[Collection entries]
#####

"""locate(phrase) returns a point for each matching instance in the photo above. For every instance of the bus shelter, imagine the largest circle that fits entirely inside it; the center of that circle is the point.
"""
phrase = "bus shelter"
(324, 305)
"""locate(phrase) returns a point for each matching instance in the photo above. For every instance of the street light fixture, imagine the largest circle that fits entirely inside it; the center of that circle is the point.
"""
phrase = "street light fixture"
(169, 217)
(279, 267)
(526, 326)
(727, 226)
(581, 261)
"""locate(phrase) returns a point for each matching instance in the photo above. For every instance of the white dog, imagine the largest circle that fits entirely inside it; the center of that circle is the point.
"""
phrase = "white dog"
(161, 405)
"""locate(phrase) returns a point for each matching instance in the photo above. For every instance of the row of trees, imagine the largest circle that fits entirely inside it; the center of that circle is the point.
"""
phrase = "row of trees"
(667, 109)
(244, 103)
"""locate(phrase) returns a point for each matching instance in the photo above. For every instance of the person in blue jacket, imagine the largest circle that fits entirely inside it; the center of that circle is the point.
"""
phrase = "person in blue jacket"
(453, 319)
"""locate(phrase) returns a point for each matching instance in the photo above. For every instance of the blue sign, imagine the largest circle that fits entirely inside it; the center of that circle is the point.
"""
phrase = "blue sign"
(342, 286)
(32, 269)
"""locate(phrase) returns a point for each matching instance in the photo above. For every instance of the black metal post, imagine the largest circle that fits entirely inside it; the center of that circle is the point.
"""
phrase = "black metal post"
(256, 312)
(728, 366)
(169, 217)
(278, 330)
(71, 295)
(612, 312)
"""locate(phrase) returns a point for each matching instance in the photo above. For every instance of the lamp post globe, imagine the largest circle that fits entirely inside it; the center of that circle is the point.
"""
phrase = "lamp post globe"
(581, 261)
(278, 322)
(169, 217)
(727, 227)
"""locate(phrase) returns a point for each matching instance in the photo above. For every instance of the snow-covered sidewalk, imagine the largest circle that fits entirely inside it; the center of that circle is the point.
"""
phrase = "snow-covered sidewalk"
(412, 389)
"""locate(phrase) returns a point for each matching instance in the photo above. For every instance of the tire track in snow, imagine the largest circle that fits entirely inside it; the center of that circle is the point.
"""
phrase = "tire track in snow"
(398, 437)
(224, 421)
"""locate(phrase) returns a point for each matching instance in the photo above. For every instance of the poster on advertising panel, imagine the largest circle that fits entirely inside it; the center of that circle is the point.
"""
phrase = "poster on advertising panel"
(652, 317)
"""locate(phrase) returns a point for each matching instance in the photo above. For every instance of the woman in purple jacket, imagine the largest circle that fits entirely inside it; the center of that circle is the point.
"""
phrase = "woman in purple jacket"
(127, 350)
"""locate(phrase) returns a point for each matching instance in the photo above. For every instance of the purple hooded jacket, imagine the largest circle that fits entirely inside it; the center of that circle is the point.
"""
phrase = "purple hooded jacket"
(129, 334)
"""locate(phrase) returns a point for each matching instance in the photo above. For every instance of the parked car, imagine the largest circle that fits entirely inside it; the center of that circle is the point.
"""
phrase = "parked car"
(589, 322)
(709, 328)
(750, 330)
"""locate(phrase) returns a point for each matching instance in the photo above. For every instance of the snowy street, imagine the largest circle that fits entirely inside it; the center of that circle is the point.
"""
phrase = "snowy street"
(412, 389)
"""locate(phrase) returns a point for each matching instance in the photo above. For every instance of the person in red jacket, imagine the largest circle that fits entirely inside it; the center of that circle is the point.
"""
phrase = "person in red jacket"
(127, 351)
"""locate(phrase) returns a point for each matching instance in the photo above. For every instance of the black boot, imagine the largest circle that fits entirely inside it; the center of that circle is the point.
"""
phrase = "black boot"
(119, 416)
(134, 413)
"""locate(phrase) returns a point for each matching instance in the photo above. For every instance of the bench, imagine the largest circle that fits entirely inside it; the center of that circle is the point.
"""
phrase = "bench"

#####

AIM: Reproduce the entire listing word for word.

SOLUTION TO THIS EXERCISE:
"""locate(phrase) returns a point for each matching instance in the photo above. For every instance of the bus shelter, imagine the largest circle that fits entirely inside it; the center of that circle is the point.
"""
phrase = "bus shelter"
(324, 305)
"""locate(phrase) returns a point for each matching instance in the photo above. For every instance of the street light fixture, imagine the largest circle that fits entirely inside it; the center of that circle is the point.
"""
phrase = "street light fixture"
(169, 217)
(279, 267)
(526, 326)
(727, 226)
(581, 261)
"""locate(phrase) returns a point for each matching instance in the photo above. For every instance of the white dog, imagine the largest circle that fits entirely inside it; the center of that circle is the point.
"""
phrase = "white dog"
(161, 405)
"""locate(phrase) returns a point for each matching instance in the photo above. For every instance of the row of trees, imagine the largest circle that fits entirely inside it; the center of that circle is the point.
"""
phrase = "row of trees"
(667, 109)
(244, 103)
"""locate(phrase) returns a point for each matching instance in the photo above. For every instance of the person in blue jacket, imagine the largest circle that fits entirely inside it; the center of that circle is the point.
"""
phrase = "person in blue jacket"
(453, 319)
"""locate(phrase) returns a point for each matching instance in the photo above. For every instance of the blue sign, imagine the largest circle that fits entirely inside it; the center of that circle is the point.
"""
phrase = "blue sign"
(342, 286)
(32, 269)
"""locate(phrase) returns a point for each matching instance in the photo above. For every instance of the black metal post, imagine the largest circle that fits entirely inside it; the center of that circle is the point.
"""
phrase = "black metal post"
(256, 312)
(728, 366)
(169, 217)
(278, 330)
(71, 295)
(612, 312)
"""locate(phrase) returns a point for each matching instance in the photo above. For every instance of the lamp post globe, imagine the largest circle that fits entirely inside it; the center of that circle is the point.
"""
phrase = "lamp post globe"
(581, 261)
(278, 322)
(169, 217)
(727, 227)
"""locate(phrase) returns a point for each matching instance in the photo above. For every instance of the snow-covered sidewalk, imagine the largest circle that fits entirely inside it; the center of that circle is the point.
"""
phrase = "snow-covered sidewalk"
(412, 389)
"""locate(phrase) returns a point for each matching instance in the photo above. For every instance of the tire track in snow, imagine the largest circle that fits entirely inside it; the center of that circle is the point.
"""
phrase = "tire track in snow"
(398, 437)
(224, 421)
"""locate(phrase) returns a point for each matching instance in the photo above. For every instance of the poster on advertising panel, imagine the largest circle that fits entirely inside it; the center of that circle is the point.
"""
phrase = "poster on advertising panel"
(652, 317)
"""locate(phrase) returns a point for each matching instance in the photo above. For every instance of the woman in purple jacket, imagine the largest circle that fits entirely inside it; the center of that circle is the point.
"""
phrase = "woman in purple jacket"
(127, 350)
"""locate(phrase) returns a point for each matching instance in the photo above. For every instance of the purple hooded jacket, imagine the largest circle that fits entirely inside it; the center of that circle is the point.
"""
phrase = "purple hooded jacket"
(129, 334)
"""locate(phrase) returns a point for each matching instance in the photo above. For every instance of the parked car, imagine the largest circle that fits entirely inside it; the center of that circle is the point.
"""
phrase = "parked car"
(589, 322)
(709, 328)
(750, 330)
"""locate(phrase) returns a point for each matching instance in the photo above. For every instance of the snowy street, imagine the largest circle that fits entirely inside it; the center of that circle is the point.
"""
phrase = "snowy street"
(412, 389)
"""locate(phrase) returns a point for each matching instance in the photo above. For every instance of the person in red jacket, imagine the largest circle that fits entirely inside it; the center of that circle is the point.
"""
phrase = "person in red jacket"
(127, 351)
"""locate(phrase) returns a point for each matching instance in the photo above. For every instance of the black boot, imagine the largest circle that fits entirely inside it; the center of that circle is the point.
"""
phrase = "black boot"
(119, 416)
(134, 413)
"""locate(phrase) returns a point for each matching instance in the photo above. For every instance of the bench, imagine the largest circle that fits entirely inside it; the center of that circle is the point.
"""
phrase = "bench"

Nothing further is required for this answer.